======== Task inputs ========

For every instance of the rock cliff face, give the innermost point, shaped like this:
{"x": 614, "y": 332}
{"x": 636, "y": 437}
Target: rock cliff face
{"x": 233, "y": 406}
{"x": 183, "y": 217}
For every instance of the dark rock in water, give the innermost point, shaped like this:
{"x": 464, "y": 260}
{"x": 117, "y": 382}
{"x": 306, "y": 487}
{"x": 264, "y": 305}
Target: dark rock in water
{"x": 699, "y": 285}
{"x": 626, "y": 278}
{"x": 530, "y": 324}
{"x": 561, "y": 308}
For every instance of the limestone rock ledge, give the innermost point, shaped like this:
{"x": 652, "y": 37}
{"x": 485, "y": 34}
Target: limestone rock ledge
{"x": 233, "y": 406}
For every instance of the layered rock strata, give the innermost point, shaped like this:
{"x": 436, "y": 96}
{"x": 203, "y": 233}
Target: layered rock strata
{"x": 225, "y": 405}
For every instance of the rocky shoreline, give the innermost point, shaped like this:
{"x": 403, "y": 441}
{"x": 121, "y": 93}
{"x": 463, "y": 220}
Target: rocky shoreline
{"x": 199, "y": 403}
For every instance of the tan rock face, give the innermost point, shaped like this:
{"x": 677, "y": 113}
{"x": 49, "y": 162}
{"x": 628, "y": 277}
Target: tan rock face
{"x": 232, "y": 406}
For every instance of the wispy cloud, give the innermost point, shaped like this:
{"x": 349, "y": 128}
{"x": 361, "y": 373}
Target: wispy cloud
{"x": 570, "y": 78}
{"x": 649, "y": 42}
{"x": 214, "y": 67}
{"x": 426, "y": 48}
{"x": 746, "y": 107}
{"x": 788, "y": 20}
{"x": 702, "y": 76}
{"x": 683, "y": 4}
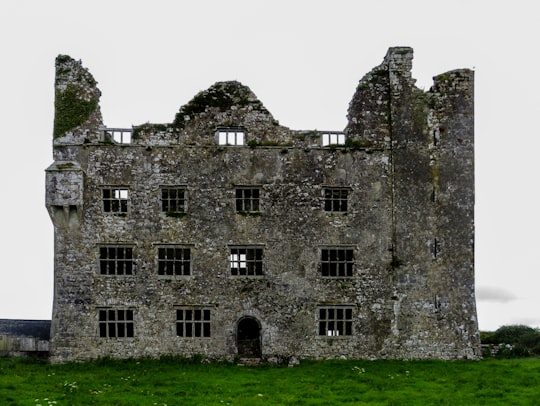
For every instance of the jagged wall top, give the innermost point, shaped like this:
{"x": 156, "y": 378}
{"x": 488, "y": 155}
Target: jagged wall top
{"x": 76, "y": 99}
{"x": 371, "y": 117}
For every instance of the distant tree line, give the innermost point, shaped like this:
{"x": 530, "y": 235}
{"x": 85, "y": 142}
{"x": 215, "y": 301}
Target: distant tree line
{"x": 513, "y": 341}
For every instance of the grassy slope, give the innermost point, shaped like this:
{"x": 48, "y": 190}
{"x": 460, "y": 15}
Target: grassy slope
{"x": 174, "y": 382}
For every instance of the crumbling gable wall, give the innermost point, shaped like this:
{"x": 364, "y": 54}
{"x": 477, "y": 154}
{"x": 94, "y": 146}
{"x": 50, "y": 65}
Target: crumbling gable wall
{"x": 405, "y": 169}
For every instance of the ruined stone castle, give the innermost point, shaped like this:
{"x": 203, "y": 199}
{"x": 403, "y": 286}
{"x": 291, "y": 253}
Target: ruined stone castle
{"x": 229, "y": 235}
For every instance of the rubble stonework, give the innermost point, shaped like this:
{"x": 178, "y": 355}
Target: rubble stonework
{"x": 286, "y": 246}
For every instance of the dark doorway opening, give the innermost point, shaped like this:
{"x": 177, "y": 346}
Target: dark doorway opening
{"x": 248, "y": 338}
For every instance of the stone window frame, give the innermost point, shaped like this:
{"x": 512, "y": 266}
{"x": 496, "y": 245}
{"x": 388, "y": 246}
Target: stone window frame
{"x": 246, "y": 260}
{"x": 247, "y": 199}
{"x": 336, "y": 199}
{"x": 231, "y": 136}
{"x": 329, "y": 138}
{"x": 182, "y": 264}
{"x": 122, "y": 259}
{"x": 118, "y": 135}
{"x": 118, "y": 323}
{"x": 335, "y": 321}
{"x": 193, "y": 321}
{"x": 176, "y": 205}
{"x": 115, "y": 199}
{"x": 337, "y": 261}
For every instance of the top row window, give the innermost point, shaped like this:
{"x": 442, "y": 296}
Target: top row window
{"x": 230, "y": 137}
{"x": 226, "y": 136}
{"x": 247, "y": 199}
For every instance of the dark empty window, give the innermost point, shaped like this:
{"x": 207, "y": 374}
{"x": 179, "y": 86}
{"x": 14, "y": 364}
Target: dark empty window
{"x": 116, "y": 323}
{"x": 115, "y": 200}
{"x": 246, "y": 261}
{"x": 337, "y": 262}
{"x": 247, "y": 199}
{"x": 174, "y": 261}
{"x": 335, "y": 199}
{"x": 116, "y": 260}
{"x": 230, "y": 136}
{"x": 193, "y": 322}
{"x": 173, "y": 200}
{"x": 335, "y": 321}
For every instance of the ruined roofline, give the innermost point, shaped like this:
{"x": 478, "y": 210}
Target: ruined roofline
{"x": 230, "y": 104}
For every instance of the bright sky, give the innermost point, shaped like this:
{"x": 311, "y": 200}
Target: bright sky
{"x": 303, "y": 59}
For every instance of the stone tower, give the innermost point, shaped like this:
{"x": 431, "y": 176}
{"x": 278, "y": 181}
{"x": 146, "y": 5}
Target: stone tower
{"x": 226, "y": 234}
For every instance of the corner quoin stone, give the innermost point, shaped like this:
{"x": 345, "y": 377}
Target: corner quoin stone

========

▸ How to complete this task
Go through the entries above and tally each line that has the word "corner"; reply with the tally and nothing else.

▸ Exercise answer
2